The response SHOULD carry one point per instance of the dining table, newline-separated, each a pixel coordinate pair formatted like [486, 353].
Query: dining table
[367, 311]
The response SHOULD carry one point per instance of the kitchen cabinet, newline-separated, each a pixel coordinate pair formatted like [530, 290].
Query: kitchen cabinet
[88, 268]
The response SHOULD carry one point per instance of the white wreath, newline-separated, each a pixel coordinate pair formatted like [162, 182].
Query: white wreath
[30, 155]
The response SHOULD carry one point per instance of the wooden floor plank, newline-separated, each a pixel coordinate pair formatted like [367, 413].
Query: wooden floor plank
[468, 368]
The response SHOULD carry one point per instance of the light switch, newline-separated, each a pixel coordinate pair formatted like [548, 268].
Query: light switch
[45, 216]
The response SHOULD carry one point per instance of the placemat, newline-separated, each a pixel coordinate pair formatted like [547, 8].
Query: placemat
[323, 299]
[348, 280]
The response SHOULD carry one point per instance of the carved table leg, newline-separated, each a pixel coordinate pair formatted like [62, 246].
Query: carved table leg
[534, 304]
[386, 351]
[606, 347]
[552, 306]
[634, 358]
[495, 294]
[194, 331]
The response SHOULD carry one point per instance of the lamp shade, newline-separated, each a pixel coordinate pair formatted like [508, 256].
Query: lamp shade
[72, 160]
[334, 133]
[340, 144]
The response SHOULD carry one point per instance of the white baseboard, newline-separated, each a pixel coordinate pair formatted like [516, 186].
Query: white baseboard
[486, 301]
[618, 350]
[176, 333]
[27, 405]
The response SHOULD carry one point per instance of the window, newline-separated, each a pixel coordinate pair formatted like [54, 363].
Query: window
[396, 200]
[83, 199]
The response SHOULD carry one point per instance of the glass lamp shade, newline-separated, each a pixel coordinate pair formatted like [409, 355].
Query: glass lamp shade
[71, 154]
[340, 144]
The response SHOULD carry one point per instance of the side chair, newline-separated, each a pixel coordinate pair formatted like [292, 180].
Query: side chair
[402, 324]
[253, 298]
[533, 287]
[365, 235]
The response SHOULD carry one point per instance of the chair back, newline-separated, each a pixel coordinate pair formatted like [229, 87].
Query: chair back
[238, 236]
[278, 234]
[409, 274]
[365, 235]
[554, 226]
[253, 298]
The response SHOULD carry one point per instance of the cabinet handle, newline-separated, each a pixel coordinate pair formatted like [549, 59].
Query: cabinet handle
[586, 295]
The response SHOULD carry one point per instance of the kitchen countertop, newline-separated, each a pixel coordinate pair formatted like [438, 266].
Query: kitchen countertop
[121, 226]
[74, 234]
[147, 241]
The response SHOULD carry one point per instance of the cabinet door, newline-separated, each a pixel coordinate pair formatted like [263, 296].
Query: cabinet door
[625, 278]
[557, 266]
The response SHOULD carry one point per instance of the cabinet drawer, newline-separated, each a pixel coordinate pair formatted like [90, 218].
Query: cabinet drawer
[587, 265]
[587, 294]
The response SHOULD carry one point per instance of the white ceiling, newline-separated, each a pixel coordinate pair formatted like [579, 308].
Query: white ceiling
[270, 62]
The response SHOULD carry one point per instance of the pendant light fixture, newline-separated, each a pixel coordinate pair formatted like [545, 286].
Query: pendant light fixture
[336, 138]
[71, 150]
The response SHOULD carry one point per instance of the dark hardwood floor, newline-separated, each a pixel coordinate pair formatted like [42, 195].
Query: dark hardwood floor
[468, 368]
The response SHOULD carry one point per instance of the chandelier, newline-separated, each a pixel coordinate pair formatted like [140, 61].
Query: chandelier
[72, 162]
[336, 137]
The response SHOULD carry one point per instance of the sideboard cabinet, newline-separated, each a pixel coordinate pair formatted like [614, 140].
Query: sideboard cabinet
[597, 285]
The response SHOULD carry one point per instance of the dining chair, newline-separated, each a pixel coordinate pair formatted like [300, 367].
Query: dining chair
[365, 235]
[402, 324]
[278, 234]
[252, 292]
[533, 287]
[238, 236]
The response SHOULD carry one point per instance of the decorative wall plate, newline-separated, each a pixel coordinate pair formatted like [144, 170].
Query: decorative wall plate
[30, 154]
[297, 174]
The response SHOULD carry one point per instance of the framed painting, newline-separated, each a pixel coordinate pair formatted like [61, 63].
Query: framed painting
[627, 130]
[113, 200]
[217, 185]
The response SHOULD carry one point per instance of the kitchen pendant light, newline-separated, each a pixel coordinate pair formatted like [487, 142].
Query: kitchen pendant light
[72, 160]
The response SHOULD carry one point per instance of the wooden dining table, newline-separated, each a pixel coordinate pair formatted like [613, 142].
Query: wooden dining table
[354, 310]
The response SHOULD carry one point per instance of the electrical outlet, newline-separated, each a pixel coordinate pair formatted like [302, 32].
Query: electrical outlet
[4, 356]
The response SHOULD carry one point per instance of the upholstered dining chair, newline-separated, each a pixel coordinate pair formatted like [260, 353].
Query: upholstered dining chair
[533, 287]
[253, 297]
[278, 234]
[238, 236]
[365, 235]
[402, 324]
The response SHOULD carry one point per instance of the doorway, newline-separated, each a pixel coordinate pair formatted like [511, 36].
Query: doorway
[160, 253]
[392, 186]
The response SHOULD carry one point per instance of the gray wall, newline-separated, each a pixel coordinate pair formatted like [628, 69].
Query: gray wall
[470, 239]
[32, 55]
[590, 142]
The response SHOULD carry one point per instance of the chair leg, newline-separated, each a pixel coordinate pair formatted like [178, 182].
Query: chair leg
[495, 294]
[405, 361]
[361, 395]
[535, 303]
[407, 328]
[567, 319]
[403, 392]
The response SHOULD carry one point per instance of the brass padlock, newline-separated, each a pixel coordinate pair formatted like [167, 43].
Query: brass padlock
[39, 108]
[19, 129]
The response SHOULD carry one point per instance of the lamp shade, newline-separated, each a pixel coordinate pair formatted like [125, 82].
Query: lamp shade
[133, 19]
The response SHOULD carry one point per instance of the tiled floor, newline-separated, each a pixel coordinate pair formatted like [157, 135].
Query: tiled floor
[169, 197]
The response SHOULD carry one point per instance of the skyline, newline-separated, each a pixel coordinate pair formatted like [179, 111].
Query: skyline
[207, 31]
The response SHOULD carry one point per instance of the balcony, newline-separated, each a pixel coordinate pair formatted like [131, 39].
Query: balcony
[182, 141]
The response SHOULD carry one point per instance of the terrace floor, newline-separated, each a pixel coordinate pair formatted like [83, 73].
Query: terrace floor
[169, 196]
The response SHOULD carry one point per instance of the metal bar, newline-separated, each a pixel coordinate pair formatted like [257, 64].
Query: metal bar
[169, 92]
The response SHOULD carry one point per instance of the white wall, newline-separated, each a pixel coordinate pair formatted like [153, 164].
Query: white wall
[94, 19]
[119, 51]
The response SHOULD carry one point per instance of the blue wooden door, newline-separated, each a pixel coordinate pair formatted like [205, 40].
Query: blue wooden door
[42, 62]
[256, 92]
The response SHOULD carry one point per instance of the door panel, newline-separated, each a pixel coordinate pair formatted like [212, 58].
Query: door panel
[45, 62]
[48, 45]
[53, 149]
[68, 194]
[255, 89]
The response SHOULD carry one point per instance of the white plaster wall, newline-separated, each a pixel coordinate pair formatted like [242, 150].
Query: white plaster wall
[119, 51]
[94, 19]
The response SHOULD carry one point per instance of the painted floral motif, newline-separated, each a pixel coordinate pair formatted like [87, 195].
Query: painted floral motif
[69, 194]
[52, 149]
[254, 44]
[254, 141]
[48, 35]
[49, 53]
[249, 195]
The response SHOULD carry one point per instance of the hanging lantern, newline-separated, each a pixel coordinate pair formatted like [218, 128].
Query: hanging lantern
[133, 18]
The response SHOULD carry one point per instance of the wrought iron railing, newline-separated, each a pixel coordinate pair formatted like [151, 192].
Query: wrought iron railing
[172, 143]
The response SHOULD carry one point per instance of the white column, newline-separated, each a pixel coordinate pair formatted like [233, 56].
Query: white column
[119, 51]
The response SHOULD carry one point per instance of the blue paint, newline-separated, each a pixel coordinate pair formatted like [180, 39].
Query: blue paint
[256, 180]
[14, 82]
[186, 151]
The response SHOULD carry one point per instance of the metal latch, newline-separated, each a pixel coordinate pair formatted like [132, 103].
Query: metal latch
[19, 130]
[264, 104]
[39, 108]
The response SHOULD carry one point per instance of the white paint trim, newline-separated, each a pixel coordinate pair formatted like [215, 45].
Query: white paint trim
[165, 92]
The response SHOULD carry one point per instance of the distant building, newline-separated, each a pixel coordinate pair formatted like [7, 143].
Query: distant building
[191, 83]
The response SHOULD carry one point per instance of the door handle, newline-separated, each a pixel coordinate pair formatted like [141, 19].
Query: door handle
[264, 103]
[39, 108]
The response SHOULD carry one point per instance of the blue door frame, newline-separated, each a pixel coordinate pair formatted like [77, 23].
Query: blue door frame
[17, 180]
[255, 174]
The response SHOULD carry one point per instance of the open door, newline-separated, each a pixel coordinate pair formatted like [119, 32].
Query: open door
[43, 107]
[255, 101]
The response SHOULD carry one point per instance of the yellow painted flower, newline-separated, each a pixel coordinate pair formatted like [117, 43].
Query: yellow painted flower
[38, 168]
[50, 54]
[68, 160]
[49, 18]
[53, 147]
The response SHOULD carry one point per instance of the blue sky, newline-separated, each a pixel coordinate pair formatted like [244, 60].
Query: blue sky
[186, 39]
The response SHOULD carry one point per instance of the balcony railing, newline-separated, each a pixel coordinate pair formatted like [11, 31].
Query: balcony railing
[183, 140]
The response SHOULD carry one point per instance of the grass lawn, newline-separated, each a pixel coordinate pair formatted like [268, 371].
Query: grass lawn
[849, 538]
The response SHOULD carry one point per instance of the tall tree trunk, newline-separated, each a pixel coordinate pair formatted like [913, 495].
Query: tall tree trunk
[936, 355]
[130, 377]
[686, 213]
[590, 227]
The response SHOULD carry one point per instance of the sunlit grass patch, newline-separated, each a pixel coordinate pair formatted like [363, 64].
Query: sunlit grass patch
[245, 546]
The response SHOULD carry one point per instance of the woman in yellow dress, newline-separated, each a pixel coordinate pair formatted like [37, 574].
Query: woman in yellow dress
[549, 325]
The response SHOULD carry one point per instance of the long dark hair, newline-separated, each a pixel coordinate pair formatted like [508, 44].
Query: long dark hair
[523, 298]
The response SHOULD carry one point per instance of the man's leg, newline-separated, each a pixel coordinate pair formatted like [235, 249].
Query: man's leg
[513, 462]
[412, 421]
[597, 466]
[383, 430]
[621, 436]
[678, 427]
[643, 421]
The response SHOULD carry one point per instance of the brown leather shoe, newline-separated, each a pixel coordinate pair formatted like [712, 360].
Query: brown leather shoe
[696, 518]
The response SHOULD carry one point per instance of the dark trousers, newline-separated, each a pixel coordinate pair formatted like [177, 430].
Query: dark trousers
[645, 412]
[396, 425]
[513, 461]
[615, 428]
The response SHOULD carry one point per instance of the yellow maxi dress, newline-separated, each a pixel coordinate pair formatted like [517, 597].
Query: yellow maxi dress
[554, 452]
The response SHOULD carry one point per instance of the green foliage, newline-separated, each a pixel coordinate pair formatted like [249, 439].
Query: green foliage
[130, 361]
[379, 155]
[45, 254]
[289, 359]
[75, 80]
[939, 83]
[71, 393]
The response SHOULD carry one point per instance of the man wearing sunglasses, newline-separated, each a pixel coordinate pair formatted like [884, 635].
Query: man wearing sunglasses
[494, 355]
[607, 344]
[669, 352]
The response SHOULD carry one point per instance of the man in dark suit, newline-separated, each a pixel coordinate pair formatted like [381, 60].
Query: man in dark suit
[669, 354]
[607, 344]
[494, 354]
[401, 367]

....

(SET PROBLEM): Everything from the line containing "The response SHOULD carry one point per instance of the brown" to the end of the data above should be quoted exactly, please, both ends included, and nothing outside that span.

(FULL ANSWER):
The response SHOULD carry one point per instance of the brown leather shoe, newline-separated, each a pixel coordinate pair formatted like [712, 360].
Query: brown leather shoe
[696, 518]
The response SHOULD carry one point per instance of the dark trousers, newline-separated, each a pixel coordinate pair formatted like [177, 430].
Query: dark trousers
[645, 412]
[396, 425]
[513, 461]
[615, 428]
The response SHOULD carry one point per instance of the yellow maxi dress, newline-separated, each a pixel coordinate pair formatted like [517, 597].
Query: yellow maxi dress
[554, 452]
The response SHOULD carry one point per instance of the green foliage, newline-separated, each a pixel coordinate pair formatted like [249, 439].
Query: green foliage
[130, 361]
[379, 155]
[45, 254]
[289, 359]
[75, 80]
[939, 83]
[71, 393]
The response SHOULD carry one point per instance of the man wearing sunglasses, newline-separated, each a pixel coordinate pair formatted like [884, 635].
Query: man wearing sunglasses
[494, 355]
[607, 344]
[669, 352]
The response SHOULD carry one point per instance of the man in dark suit, newline-separated, each a pixel coordinate pair formatted like [381, 60].
Query: man in dark suit
[669, 354]
[607, 344]
[494, 354]
[401, 367]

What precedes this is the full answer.